About this exercise: Copy verbatim the block of lines in the entries below whose first line contains "1L381 9V20L389 39L407" and whose last line contains "box: [125, 0, 363, 291]". Leave out all other lines.

++++++++

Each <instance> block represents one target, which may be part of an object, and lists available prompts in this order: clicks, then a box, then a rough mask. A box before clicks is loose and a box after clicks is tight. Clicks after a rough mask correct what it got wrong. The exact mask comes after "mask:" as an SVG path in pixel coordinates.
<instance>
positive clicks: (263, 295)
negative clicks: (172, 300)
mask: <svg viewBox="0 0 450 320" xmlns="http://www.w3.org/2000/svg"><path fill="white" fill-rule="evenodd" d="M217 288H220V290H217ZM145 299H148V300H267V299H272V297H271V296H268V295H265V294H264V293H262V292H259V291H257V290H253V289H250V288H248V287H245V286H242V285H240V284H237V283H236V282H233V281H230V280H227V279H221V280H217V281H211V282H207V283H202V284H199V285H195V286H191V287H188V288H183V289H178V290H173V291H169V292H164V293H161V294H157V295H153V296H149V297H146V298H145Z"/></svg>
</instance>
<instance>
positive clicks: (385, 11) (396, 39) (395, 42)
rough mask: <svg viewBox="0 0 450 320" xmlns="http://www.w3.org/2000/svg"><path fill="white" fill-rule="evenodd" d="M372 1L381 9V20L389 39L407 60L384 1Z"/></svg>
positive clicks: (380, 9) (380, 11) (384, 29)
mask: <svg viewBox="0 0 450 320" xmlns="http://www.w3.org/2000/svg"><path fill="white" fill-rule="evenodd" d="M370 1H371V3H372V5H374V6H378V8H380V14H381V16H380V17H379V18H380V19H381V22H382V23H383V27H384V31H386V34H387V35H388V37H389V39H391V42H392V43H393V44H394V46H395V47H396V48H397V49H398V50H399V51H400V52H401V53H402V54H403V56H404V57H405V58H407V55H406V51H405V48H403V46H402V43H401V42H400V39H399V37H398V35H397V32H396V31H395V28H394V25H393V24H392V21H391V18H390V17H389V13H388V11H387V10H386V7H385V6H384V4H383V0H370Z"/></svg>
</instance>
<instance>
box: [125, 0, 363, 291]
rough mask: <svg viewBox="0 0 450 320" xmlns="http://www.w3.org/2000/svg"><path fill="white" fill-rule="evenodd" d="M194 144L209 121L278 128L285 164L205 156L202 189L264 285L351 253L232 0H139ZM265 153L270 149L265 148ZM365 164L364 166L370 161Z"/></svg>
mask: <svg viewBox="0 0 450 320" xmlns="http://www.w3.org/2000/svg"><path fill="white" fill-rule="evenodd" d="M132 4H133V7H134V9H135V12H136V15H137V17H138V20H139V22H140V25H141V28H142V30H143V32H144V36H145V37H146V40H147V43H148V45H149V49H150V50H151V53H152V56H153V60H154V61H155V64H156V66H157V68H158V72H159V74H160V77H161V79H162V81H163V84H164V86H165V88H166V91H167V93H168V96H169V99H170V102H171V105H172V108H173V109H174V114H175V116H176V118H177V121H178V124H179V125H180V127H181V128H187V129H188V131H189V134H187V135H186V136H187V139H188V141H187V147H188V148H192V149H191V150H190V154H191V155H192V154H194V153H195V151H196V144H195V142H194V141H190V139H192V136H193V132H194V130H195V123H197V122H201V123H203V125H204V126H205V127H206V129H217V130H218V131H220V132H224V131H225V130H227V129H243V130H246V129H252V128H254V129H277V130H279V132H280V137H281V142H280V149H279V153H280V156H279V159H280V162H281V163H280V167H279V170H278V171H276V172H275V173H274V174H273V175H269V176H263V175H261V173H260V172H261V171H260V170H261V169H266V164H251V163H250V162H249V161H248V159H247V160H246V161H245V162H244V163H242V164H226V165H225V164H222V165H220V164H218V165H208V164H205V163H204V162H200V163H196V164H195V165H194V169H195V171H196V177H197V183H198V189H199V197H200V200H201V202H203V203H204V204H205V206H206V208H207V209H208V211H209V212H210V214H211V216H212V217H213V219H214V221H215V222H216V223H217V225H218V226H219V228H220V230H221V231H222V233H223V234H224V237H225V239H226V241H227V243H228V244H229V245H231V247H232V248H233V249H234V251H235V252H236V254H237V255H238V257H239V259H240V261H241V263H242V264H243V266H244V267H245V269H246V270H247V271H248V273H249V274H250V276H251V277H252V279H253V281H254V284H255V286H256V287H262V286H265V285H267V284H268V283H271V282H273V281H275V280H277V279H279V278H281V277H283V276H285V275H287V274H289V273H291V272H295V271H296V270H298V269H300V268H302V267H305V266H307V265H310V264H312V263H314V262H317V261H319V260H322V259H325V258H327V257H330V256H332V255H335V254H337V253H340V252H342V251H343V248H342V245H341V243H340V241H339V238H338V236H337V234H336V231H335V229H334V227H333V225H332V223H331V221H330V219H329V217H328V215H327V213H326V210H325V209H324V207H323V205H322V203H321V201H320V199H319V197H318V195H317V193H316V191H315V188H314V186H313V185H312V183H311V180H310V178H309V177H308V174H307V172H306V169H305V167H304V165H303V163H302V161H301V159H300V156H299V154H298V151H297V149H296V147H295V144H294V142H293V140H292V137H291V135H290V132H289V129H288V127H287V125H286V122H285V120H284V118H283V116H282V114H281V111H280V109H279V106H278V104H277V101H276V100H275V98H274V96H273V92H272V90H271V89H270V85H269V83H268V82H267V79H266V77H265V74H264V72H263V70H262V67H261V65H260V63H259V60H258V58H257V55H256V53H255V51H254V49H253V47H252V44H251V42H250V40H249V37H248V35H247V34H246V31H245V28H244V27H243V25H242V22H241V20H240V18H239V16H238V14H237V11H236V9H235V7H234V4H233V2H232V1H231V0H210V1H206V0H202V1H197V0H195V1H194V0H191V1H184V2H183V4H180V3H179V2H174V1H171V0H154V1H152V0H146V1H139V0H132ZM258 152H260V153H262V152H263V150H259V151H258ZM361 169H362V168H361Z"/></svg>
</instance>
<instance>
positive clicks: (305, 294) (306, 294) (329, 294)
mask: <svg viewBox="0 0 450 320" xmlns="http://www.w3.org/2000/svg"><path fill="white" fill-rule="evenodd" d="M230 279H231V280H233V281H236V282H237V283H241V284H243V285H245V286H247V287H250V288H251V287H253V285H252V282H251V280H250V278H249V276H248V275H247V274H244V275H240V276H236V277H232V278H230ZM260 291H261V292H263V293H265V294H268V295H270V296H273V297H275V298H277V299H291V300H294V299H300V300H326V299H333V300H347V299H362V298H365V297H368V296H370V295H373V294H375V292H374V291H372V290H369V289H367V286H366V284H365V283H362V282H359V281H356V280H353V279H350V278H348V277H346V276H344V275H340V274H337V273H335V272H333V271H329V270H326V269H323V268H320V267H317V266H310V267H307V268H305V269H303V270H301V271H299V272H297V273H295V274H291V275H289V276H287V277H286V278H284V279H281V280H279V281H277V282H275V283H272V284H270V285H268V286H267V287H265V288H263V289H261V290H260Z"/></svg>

++++++++

Solution for this problem:
rough mask: <svg viewBox="0 0 450 320" xmlns="http://www.w3.org/2000/svg"><path fill="white" fill-rule="evenodd" d="M372 1L381 9V20L389 39L407 60L384 1Z"/></svg>
positive clicks: (380, 9) (380, 11) (384, 29)
mask: <svg viewBox="0 0 450 320" xmlns="http://www.w3.org/2000/svg"><path fill="white" fill-rule="evenodd" d="M370 1H371V3H372V5H374V6H378V8H380V14H381V16H380V17H379V18H380V19H381V22H382V23H383V27H384V31H386V34H387V35H388V37H389V39H391V42H392V43H393V44H394V46H395V47H396V48H397V49H398V50H399V51H400V52H401V53H402V54H403V56H404V57H405V58H407V55H406V51H405V48H403V46H402V43H401V42H400V39H399V37H398V35H397V32H396V31H395V28H394V25H393V24H392V21H391V18H390V17H389V13H388V11H387V10H386V7H385V6H384V4H383V0H370Z"/></svg>
</instance>
<instance>
box: [125, 0, 363, 291]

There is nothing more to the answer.